◆ Set problem 1 ◆
Return every line of the records that contains the string "deeper". Case counts.
[begin Selected extract]
# S4 wastegate adjusment possible in the car??? Please help



## Burton11 (Mar 11, 2010)

Please take the time to read my issues I'm encountering, If you can help I would really appreciate any input.

So last month I spent a great deal of time replacing component on my B5 S4. 
-Replaced K03 Center Cartridges (aka New Turbos) WASTE-GATES ADJUSTMENT?
-Level Ten torque converter
-Newer Transmission

It's been running ok but I noticed some throttle boost oscillation :banghead: It is automatic... YES I KNOW lol AUTO but in Tip Mode 1-3 boost doesn't want to hit it's tuned 19psi, but in 4th & 5th it will over boost. The car does run fine but not as strong as it should be. Ive done 2 boost leak tests with not a single leak, No CEL=No Codes.

I feel I may have to adjust my *waste-gates* which I thought I did a good job setting back to stock specs. If anyone has ever attempted or been successful adjusting the waste-gate while in the car please let me know if it's possible. Ive done a little research but not sure how they can be tested, how exactly are the waste-gates tested and what psi should they be operating at? I do own VAG-COM controller but not sure how it can help me monitor waste-gate functions, is it possible so I can at least know which waste-gate my be out of spec? 

Fuel restriction? I plan on replacing my fuel filter this weekend just because the cat has 177K, but could fuel restriction cause boost issues? 

Thanks,
Joe


----------
[end Selected extract]
[begin Data extract]
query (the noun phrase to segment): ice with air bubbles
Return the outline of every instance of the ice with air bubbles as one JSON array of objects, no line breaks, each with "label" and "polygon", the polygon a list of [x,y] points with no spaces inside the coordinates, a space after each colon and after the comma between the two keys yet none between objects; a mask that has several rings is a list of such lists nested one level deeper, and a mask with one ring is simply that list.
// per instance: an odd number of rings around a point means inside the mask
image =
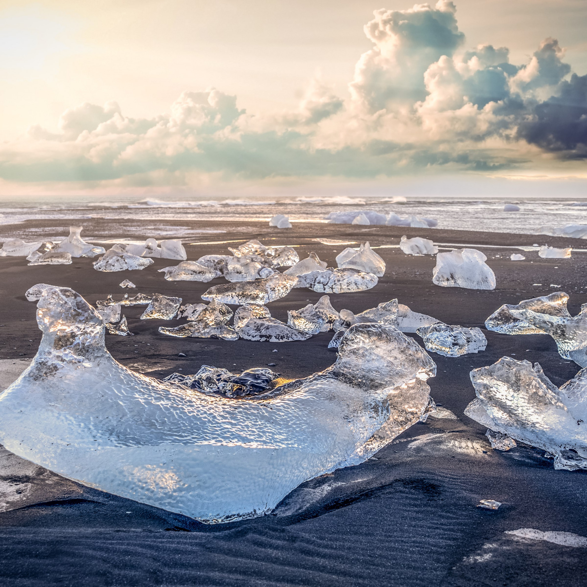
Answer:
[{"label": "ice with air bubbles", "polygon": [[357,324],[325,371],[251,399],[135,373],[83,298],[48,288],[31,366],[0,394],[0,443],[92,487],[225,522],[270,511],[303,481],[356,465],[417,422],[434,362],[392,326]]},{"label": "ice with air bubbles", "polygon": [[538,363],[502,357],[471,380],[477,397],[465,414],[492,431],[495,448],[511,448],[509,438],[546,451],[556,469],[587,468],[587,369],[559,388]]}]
[end Data extract]
[begin Data extract]
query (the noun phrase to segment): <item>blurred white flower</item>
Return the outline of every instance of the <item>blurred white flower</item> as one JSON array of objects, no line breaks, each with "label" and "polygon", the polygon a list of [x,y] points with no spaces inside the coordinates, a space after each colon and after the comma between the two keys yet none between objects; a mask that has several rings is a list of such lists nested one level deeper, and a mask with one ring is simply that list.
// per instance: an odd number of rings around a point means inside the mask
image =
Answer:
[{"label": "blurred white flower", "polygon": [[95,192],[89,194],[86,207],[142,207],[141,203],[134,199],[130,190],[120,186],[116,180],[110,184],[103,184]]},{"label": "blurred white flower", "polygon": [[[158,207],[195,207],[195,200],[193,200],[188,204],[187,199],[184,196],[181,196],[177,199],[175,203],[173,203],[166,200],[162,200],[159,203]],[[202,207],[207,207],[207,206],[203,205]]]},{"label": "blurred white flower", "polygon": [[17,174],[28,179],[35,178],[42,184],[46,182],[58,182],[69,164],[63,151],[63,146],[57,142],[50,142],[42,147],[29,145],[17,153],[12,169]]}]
[end Data extract]
◆ Set problem 2 ◆
According to the forum post about the S4 wastegate, what boost pressure is the car tuned to reach?

◆ Reply 1 ◆
Return the outline of every instance of the ice with air bubbles as one JSON array of objects, no line breaks, each with "label" and "polygon", the polygon a list of [x,y] points with no spaces inside the coordinates, a space after each colon and after the comma between the two keys yet none between objects; a mask that has several rings is a list of such lists nested one level deeper, and a mask with one ring is simply that list.
Return the outline of every instance of the <item>blurred white flower</item> as one JSON array of objects, no line breaks, each with "label" and "polygon", the polygon a list of [x,y] points with no spaces inside the coordinates, a space after each colon and after the comma between the two keys yet none between objects; a mask that has several rings is a list of such lists nested one level deeper, and a mask with one ring is simply that list.

◆ Reply 2 ◆
19 psi